▸ **Stated task**
Copy out the entire listing below line for line, changing nothing.

▸ **Source data**
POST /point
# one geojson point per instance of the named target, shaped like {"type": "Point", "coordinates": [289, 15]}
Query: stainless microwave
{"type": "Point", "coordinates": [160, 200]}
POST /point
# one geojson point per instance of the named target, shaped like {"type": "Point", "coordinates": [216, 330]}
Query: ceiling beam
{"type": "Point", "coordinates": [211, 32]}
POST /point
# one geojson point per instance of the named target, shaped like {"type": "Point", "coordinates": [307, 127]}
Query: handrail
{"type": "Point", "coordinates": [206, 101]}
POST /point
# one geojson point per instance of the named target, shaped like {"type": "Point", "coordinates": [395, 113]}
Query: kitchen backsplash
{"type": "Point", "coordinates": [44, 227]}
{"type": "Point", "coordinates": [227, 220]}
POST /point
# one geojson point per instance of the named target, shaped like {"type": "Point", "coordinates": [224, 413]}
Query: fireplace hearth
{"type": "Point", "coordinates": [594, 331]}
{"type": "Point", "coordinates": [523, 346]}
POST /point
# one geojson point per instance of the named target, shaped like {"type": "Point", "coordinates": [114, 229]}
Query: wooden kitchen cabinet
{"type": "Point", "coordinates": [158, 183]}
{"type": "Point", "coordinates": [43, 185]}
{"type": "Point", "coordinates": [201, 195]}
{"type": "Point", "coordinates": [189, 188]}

▸ **Answer for this exercise**
POST /point
# one geojson point per instance of the named target, shaped like {"type": "Point", "coordinates": [289, 15]}
Query: stainless microwave
{"type": "Point", "coordinates": [160, 200]}
POST /point
# one geojson point per instance of the named target, shaped like {"type": "Point", "coordinates": [216, 330]}
Query: ceiling beam
{"type": "Point", "coordinates": [211, 32]}
POST /point
# one geojson point per instance of the named target, shaped like {"type": "Point", "coordinates": [307, 127]}
Query: handrail
{"type": "Point", "coordinates": [206, 101]}
POST /point
# one geojson point per instance of the named target, shaped like {"type": "Point", "coordinates": [395, 113]}
Query: kitchen backsplash
{"type": "Point", "coordinates": [44, 227]}
{"type": "Point", "coordinates": [227, 220]}
POST /point
# one geojson point per instance of the named target, shaped like {"type": "Point", "coordinates": [224, 413]}
Query: fireplace hearth
{"type": "Point", "coordinates": [594, 331]}
{"type": "Point", "coordinates": [523, 346]}
POST /point
# one geojson point per instance of the named target, shaped like {"type": "Point", "coordinates": [114, 229]}
Query: wooden kitchen cabinet
{"type": "Point", "coordinates": [158, 183]}
{"type": "Point", "coordinates": [43, 185]}
{"type": "Point", "coordinates": [201, 195]}
{"type": "Point", "coordinates": [189, 188]}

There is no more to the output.